§ Source records
□ □ □ □

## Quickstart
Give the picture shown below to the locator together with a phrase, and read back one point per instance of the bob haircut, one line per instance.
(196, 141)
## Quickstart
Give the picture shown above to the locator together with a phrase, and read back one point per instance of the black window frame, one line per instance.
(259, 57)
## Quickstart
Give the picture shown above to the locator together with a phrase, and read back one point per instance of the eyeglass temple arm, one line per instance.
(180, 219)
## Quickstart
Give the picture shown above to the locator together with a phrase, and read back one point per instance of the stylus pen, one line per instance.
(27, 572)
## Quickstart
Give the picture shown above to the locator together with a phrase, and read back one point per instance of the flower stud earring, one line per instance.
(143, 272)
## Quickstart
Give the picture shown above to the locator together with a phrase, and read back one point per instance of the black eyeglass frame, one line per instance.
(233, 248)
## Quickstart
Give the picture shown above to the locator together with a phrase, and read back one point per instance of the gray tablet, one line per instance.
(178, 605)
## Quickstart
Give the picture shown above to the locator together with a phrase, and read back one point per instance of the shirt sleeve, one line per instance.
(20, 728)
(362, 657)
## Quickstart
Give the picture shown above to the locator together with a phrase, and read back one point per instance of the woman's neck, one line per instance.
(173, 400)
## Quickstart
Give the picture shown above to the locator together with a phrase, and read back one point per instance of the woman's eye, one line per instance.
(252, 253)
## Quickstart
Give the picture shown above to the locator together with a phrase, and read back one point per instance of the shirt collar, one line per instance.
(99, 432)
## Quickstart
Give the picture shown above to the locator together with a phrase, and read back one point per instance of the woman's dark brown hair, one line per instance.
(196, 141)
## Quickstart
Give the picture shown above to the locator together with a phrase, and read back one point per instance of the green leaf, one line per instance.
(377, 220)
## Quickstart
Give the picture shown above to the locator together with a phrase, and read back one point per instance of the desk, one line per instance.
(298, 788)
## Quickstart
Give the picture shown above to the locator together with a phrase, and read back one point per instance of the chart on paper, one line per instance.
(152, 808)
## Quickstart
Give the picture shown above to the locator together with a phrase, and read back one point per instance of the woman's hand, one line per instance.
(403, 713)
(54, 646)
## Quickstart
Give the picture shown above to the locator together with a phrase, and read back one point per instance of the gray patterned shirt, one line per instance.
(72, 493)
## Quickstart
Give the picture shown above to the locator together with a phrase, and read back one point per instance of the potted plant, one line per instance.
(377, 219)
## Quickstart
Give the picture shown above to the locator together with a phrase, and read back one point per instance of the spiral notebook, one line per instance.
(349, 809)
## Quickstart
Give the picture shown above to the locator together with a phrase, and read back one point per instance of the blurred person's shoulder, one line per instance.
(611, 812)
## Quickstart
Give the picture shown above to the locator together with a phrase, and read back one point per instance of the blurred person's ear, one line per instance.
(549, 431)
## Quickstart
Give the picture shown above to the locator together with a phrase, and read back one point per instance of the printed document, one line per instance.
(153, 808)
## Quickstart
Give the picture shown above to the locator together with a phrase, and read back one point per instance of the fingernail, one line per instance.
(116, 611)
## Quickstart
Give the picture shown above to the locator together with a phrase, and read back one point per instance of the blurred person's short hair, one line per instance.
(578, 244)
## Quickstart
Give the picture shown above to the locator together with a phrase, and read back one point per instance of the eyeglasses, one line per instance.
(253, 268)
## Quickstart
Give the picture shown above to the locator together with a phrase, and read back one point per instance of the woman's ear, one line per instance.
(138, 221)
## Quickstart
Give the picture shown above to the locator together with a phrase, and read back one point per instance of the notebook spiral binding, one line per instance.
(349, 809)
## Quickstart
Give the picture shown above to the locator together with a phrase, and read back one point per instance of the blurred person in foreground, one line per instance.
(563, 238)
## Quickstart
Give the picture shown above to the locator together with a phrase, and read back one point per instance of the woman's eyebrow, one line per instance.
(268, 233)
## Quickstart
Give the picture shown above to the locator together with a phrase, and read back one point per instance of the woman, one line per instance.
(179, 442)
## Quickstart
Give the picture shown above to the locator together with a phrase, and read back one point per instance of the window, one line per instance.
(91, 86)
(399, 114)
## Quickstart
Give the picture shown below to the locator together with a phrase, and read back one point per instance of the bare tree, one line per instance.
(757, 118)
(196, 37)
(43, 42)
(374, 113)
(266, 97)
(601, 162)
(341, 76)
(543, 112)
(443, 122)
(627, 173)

□ □ □ □

§ Goal of the exercise
Give back every entry, word for word.

§ Solution
## Quickstart
Give the picture shown below to the locator together with a phrase, and read back one point per instance of the bob haircut, one line per instance.
(196, 141)
## Quickstart
Give the picture shown above to the locator together with a phrase, and read back one point per instance of the black window frame, one line per instance.
(259, 57)
## Quickstart
Give the picture shown above to the locator together with a phrase, and read back one point per instance of the eyeglass temple arm, one line per instance.
(180, 219)
## Quickstart
Give the picture shown above to the locator together with a phrase, and read back one point per instance of the stylus pen, one line per instance.
(27, 572)
## Quickstart
Give the picture shown above to the locator together with a phrase, and read back one point per instance of the flower stud earring, one line per instance.
(143, 272)
## Quickstart
Give the picture shown above to the locator together with a phrase, and read back one point per instance of the black eyeglass frame, one line per instance.
(233, 248)
## Quickstart
Give the picture shown above to the locator together with a phrase, and read back one point per instance of the gray tablet, one line per instance.
(178, 605)
## Quickstart
Give the picture shown above to the locator together with a phrase, and read back one point per instance of the shirt sleeve, one line per instance.
(20, 728)
(362, 657)
## Quickstart
Give the picture shown above to the locator together with a phrase, and read back one point per instance of the woman's neck, one line per instance.
(173, 400)
## Quickstart
Give the picture shown above to the locator together with a phrase, and read back one point per instance of the woman's eye, one line per instance.
(252, 253)
## Quickstart
Give the picture shown above to the locator together with a phrase, and read back one point per instance of the shirt collar, one line per instance.
(99, 432)
## Quickstart
Give the picture shown above to the locator together with a phrase, and read back one point per instance of the woman's dark brown hair, one line per instance.
(196, 141)
## Quickstart
Give the picture shown above to the locator together with a phrase, and read back one point per instance of the green leaf, one line per instance.
(377, 220)
## Quickstart
Give the picture shown above to the locator together with a phrase, and read back one point per instance of the desk, one line per instance.
(298, 788)
## Quickstart
Give the picture shown above to the locator together with a phrase, and read back one point per instance of the chart on paper, one line per instance.
(152, 808)
## Quickstart
Give the picture shown above to the locator together with a phrase, and read back one point per instance of the woman's hand, one line per instance.
(403, 713)
(54, 646)
## Quickstart
Give the picture shown above to the locator together with a phrase, and read back one point per instance of the gray patterned shirt, one line per instance.
(72, 493)
## Quickstart
Give the picture shown above to the locator together with a phrase, and read back one point per instance of the potted plant, one line per instance.
(377, 219)
## Quickstart
Give the picture shown above to the locator together with a phrase, and read back one point per instance of the spiral notebook, one line per instance.
(349, 809)
## Quickstart
Give the picture shown above to the locator together with a phrase, and read back one point per instance of the blurred person's shoulder, one line per instance.
(611, 812)
## Quickstart
Give the picture shown above to the locator together with a phrase, and read back one point per instance of the blurred person's ear, one line per instance.
(549, 431)
## Quickstart
Give the picture shown above to the locator together with a phrase, and read back one point per instance of the printed document, one line per instance.
(153, 808)
## Quickstart
Give the picture shown above to the locator together with a phrase, and read back one point per instance of the fingernail, one line per instance.
(116, 611)
## Quickstart
Give the picture shown above to the locator together with a phrase, and read back one point per instance of the blurred person's short hair, one line per instance.
(578, 244)
## Quickstart
Give the picture shown above to the locator together with a phrase, and read back one point per instance of the eyeglasses, one line per instance.
(253, 268)
## Quickstart
Give the picture shown above to the locator together with a phrase, and read back one point per instance of the woman's ear, one line per instance.
(138, 221)
## Quickstart
Give the picture shown above to the locator together with a phrase, and read back one point per instance of the notebook spiral binding, one line per instance.
(349, 809)
## Quickstart
Give the picture shown above to the locator together with a phrase, and read back one point per instance of the blurred person in foreground, one line per instance.
(563, 238)
## Quickstart
Give the picture shown above to the locator together with a phrase, and read back one point per instance of the woman's eyebrow, one line per instance.
(268, 233)
## Quickstart
Give the picture shown above to the locator together with a phrase, and read back one point per instance of the woman, one line per instance.
(179, 442)
## Quickstart
Give the picture shown above to the locator together with a phrase, and read back one point per instance of the window, one line per instance.
(91, 86)
(399, 114)
## Quickstart
Give the picture shown below to the locator together with a phrase, and read back one point per instance of the bare tree, one line per instance.
(757, 118)
(196, 37)
(43, 42)
(374, 113)
(266, 97)
(601, 162)
(341, 76)
(543, 112)
(443, 122)
(627, 173)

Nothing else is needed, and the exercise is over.